A Philosopher's Blog

The Wedding of the Year

Posted in Politics by Michael LaBossiere on July 30, 2010
Derivative and cropped work of Chelsea Clinton

Image via Wikipedia

Watching CNN this morning, I saw the rather obsessive coverage of the rumors of Chelsea Clinton’s upcoming wedding. While I certainly hope that Ms. Clinton and her husband to be have a wonderful marriage and a happy life, I was a bit dismayed by the excessive coverage. After all, while her parents are important political figures, the wedding is not what I would consider a matter for serious news coverage. Now, if it had been a diplomatic wedding intended to end a war, then some coverage would have been in order.

While I paid little attention to the coverage, I did note that the event is supposed to cost $3 million and that the airspace over it will be closed off by the FAA.

While the Clintons are free to spend whatever they wish on a wedding, such extravagance seems to be a matter of concern. In the case of normal folks, the current advice is to rein in wedding spending and instead use the money for more practical and lasting things. However, since Chelsea will almost never have to worry about money, this sort of concern is hardly a factor.

After mentally wishing the couple luck, I thought about the stark contrast between the $3 million wedding and the economic plight of so many Americans. As Chelsea says her vows, many Americans will be looking for work. As she eats her cake, many Americans will receive foreclosure notices.  Such extravagance in these times seems a bit questionable.

Records from a dataset:
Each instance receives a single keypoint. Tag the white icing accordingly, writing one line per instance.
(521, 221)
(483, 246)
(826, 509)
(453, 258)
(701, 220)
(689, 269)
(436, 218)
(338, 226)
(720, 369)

**WHAT YOU WILL DO**
1. Can you write out the stretch from "While the Clintons" through "a bit questionable." in the post about Chelsea Clinton's wedding?
2. Would you put every line of the dataset rows into a JSON list of strings, one string per line, with blank lines left out?

**SOLVED TASKS**
1.
While the Clintons are free to spend whatever they wish on a wedding, such extravagance seems to be a matter of concern. In the case of normal folks, the current advice is to rein in wedding spending and instead use the money for more practical and lasting things. However, since Chelsea will almost never have to worry about money, this sort of concern is hardly a factor.

After mentally wishing the couple luck, I thought about the stark contrast between the $3 million wedding and the economic plight of so many Americans. As Chelsea says her vows, many Americans will be looking for work. As she eats her cake, many Americans will receive foreclosure notices.  Such extravagance in these times seems a bit questionable.

2.
[
  "Each instance receives a single keypoint. Tag the white icing accordingly, writing one line per instance.",
  "(521, 221)",
  "(483, 246)",
  "(826, 509)",
  "(453, 258)",
  "(701, 220)",
  "(689, 269)",
  "(436, 218)",
  "(338, 226)",
  "(720, 369)"
]